As criancinhas, adolescentes retardados mas com barba no meio da acne devem ter-se rido à gargalhada e, para estarem em consonância com a quadra, mandaram o filme dos acontecimentos para o You Tube. Lá terão pensado que se eles se divertiam seria egoísmo não partilharem com o mundo que vê tais alarvidades a sua sã alegria adolescente.
Claro que o escandalo rebentou. A escola já está atarefadíssima a inquirir, diz-se que os rapazinhos terão pedido desculpas à “sôtora”, que esta as aceitou, mas que o inquérito prossegue.
A primeira declaração que me deixa perplexo é da sempre surpreendente directora regional de educação do Norte, aquela mesma que mandou borda fora um funcionário por este, num momento de ócio, ter chamado nomes à mãe do senhor presdiente do conselho de ministros.

DADOS FORNECIDOS
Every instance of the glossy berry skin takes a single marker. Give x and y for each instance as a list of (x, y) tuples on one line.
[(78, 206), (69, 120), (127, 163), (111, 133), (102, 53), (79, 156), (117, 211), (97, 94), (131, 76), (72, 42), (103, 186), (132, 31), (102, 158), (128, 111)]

REQUISITOS
Por favor, prossiga o texto sobre o vídeo dos alunos e da professora a partir da última frase apresentada.

RESULTADO FINAL
A senhora dirigente, de sua graça Margarida Moreira, disse, e cito, que o episódio não passou de “uma brincadeira de mau gosto que excedeu os limites do bom senso”. Analisemos: será que há brincadeiras de mau gosto que não passem os limites do bom senso? Será que há bom senso no mau gosto de certas brincadeiras? Será que uma pistola falsa mas em tudo ou quase igual às verdadeiras não assusta um qualquer mortal? Será que quando nos apontam uma pistola devemos agarrarmo-nos à barriga, romper numa gargalhada e até, para mostrar que apreciamos o humor da situação, convidar o atirador a disparar, como em tempos remotos um francês burro e temerário fez (messieurs les anglais tirez les premiers, terá dito numa batalha que, obviamente, perdeu. Os bifes não se fizeram rogados e limparam logo o sebo a uma boa quantidade de inimigos...)?
Será que isto era só uma brincadeira? Será que trazer a pistola, ameaçar a professora, mandar o filme para o éter é apenas um gracejo de mau gosto, uma pequena judiaria que dada a época natalícia debe ser descontada na ração de rabanadas e bolo rei dos jovens graciosos?
Suponhamos que a professora tivesse tentado tirar a arma ao menino rabino. Teria este entregado a arma ou, à cautela e com um safanão, tentaria frustrar os impetos guerreiros e auto-defensivos da professora? E o resto dos hilariantes coleguinhas? Teriam continuado a filmar, ou pôr-se-iam virilmente do lado do pequeno pistoleiro?
É para isso que servem as aulas mesmo num bairro tão problemático como o do Cerco no Porto?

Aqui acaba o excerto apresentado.